GOAL OF THE EXERCISE
Please identify every line in the items below that contains the word "delphinium", and copy each such line in full. Case counts.

MATERIAL FOR THE TASK
□ □ □

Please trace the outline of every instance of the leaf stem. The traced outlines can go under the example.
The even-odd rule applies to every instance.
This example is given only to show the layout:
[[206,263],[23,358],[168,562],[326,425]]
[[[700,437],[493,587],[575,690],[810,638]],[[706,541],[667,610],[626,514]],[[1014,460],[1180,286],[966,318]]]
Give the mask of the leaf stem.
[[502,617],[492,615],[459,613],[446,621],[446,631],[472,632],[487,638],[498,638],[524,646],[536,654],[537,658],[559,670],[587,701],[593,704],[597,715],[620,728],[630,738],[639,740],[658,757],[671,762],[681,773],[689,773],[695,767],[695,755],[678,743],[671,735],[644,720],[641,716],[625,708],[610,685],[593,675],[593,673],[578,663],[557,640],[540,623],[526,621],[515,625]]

□ □ □

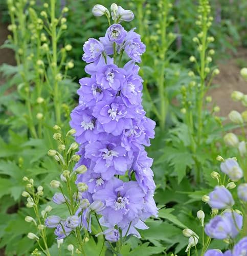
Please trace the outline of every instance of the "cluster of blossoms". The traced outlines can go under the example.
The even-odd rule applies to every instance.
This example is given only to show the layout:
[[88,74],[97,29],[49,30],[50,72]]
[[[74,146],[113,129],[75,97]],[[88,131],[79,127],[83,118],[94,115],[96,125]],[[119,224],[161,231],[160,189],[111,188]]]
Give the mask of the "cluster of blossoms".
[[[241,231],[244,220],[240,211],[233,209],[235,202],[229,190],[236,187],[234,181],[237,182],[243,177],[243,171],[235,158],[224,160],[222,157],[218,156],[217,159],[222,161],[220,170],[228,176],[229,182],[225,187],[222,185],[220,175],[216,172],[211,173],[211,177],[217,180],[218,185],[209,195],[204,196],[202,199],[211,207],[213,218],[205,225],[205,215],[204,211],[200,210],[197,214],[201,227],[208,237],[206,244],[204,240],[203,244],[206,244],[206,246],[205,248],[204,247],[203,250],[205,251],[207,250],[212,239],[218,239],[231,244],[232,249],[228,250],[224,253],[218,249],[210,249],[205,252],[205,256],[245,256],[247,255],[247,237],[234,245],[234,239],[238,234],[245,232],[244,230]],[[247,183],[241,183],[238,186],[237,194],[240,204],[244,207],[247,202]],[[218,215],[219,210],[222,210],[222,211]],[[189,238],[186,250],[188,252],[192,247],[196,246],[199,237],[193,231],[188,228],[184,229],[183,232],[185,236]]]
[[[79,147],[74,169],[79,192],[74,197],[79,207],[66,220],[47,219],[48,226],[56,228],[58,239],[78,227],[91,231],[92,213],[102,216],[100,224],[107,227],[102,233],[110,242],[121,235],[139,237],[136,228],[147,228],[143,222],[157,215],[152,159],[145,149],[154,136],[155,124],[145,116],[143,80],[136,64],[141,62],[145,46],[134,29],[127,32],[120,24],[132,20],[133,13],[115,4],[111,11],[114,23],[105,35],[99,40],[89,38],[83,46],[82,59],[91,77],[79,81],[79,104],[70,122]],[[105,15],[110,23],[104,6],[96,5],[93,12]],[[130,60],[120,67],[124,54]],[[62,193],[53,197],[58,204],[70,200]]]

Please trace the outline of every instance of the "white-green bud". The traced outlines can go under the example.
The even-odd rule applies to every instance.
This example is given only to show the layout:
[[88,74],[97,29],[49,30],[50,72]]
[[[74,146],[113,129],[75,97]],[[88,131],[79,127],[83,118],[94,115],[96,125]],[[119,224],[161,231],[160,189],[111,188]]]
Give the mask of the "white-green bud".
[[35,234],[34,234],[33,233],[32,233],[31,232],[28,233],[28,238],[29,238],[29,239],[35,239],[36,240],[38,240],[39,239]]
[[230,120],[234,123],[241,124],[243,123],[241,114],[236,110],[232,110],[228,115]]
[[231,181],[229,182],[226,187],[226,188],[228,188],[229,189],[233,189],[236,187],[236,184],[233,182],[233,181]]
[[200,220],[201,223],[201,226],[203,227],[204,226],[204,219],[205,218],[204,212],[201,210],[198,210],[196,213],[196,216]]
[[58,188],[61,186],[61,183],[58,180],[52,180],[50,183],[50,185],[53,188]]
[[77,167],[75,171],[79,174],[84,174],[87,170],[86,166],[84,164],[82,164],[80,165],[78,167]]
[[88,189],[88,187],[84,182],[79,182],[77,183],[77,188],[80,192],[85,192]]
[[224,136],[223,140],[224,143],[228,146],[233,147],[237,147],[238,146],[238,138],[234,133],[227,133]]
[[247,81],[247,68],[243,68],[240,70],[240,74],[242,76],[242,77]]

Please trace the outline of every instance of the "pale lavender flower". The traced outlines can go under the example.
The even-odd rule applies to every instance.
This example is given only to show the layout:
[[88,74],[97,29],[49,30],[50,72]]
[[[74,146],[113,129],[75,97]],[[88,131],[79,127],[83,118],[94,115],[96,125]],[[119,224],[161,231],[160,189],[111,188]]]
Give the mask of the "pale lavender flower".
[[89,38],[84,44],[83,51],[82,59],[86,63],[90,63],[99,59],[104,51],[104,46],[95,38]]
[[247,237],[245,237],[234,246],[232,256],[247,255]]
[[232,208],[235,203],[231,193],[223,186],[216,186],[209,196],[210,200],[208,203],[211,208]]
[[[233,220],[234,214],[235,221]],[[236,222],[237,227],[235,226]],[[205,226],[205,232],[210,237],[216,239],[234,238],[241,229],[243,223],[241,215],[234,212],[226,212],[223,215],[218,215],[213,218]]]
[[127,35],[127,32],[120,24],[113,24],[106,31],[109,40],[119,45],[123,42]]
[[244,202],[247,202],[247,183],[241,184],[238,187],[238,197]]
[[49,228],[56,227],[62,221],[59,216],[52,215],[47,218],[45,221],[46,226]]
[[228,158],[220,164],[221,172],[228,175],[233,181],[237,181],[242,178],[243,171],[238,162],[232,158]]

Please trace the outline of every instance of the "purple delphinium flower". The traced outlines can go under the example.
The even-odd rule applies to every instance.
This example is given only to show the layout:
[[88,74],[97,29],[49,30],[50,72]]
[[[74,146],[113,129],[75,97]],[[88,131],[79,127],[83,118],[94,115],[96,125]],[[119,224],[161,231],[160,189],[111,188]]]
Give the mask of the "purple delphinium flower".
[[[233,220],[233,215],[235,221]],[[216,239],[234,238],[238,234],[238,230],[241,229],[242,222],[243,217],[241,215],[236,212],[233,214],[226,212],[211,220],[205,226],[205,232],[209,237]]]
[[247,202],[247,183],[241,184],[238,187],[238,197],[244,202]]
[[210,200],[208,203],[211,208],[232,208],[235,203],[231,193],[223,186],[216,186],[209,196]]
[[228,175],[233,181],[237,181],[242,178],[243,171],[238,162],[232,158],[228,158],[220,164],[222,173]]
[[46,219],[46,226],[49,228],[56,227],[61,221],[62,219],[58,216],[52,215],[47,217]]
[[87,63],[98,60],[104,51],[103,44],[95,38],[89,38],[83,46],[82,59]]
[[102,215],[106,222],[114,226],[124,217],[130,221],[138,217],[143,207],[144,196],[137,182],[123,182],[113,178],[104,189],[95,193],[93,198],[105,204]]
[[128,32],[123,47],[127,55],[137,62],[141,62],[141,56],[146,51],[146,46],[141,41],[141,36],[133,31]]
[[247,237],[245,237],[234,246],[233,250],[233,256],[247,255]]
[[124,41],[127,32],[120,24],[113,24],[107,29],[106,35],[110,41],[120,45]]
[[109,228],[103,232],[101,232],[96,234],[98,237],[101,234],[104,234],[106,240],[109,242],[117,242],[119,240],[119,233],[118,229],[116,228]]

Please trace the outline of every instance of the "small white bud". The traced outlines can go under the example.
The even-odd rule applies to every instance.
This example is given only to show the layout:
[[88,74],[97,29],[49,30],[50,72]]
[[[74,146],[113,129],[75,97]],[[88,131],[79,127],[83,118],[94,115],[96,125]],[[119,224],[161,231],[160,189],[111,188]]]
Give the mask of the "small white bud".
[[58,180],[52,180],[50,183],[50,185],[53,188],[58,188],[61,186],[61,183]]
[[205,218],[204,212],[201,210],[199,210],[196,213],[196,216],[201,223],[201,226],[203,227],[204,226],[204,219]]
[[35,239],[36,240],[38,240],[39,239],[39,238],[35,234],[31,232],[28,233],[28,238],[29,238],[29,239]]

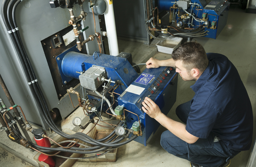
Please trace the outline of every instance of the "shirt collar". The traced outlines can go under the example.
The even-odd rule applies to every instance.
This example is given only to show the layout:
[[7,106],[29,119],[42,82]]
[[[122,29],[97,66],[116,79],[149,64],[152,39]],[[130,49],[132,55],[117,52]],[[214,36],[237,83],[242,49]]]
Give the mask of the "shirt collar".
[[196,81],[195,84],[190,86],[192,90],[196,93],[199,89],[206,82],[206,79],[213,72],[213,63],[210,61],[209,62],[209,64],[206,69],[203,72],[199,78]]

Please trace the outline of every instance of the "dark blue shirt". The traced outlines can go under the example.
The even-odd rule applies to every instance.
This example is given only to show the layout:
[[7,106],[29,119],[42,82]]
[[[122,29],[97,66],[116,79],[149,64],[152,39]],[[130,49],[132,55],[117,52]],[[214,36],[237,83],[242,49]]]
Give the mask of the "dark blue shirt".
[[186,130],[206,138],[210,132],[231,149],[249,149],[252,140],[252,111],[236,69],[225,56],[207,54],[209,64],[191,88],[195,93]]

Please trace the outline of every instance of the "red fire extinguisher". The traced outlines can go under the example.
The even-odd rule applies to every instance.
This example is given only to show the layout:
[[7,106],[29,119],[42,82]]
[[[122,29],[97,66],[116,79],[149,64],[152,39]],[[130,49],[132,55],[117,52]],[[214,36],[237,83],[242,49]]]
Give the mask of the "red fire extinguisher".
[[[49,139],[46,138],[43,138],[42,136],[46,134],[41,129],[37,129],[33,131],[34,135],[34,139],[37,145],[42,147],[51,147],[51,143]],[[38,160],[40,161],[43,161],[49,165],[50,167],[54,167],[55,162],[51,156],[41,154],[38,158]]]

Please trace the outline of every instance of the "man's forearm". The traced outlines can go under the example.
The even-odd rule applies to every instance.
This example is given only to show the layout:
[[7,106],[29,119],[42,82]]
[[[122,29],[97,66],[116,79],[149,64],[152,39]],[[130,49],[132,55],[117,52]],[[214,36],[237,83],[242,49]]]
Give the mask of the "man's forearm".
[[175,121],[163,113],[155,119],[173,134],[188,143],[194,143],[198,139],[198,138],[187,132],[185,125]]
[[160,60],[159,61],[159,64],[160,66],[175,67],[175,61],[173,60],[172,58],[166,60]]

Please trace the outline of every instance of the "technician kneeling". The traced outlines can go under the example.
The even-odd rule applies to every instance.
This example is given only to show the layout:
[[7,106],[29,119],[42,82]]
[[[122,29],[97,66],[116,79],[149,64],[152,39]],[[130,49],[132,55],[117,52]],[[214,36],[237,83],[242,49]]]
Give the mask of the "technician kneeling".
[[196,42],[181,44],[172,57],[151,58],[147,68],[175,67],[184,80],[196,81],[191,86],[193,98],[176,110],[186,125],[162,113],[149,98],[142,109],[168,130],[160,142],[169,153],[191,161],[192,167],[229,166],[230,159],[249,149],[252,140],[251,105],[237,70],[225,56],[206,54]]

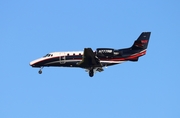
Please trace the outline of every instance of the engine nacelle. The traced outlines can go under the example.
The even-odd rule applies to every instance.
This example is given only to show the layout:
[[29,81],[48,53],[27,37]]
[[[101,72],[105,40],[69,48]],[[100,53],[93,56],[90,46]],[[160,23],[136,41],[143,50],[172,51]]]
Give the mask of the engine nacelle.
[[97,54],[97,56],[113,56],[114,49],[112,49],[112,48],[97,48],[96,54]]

□ □ □

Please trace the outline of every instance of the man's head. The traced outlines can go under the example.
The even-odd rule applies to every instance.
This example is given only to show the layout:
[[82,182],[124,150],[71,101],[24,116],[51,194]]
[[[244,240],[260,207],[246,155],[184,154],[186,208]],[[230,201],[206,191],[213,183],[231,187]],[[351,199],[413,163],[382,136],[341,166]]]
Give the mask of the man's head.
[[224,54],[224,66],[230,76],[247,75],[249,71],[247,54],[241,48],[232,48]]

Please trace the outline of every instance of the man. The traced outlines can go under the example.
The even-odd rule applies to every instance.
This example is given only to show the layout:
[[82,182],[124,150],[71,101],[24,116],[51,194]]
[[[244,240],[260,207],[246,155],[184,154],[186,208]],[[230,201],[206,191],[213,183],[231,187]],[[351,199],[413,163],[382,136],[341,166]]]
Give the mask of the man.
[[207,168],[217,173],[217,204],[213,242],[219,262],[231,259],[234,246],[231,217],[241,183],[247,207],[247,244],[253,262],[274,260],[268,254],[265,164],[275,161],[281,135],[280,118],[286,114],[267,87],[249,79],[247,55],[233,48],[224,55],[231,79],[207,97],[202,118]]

□ □ □

FULL ANSWER
Please trace the outline of every instance of the "purple delphinium flower". The traced outlines can go under the example.
Give the mask of the "purple delphinium flower".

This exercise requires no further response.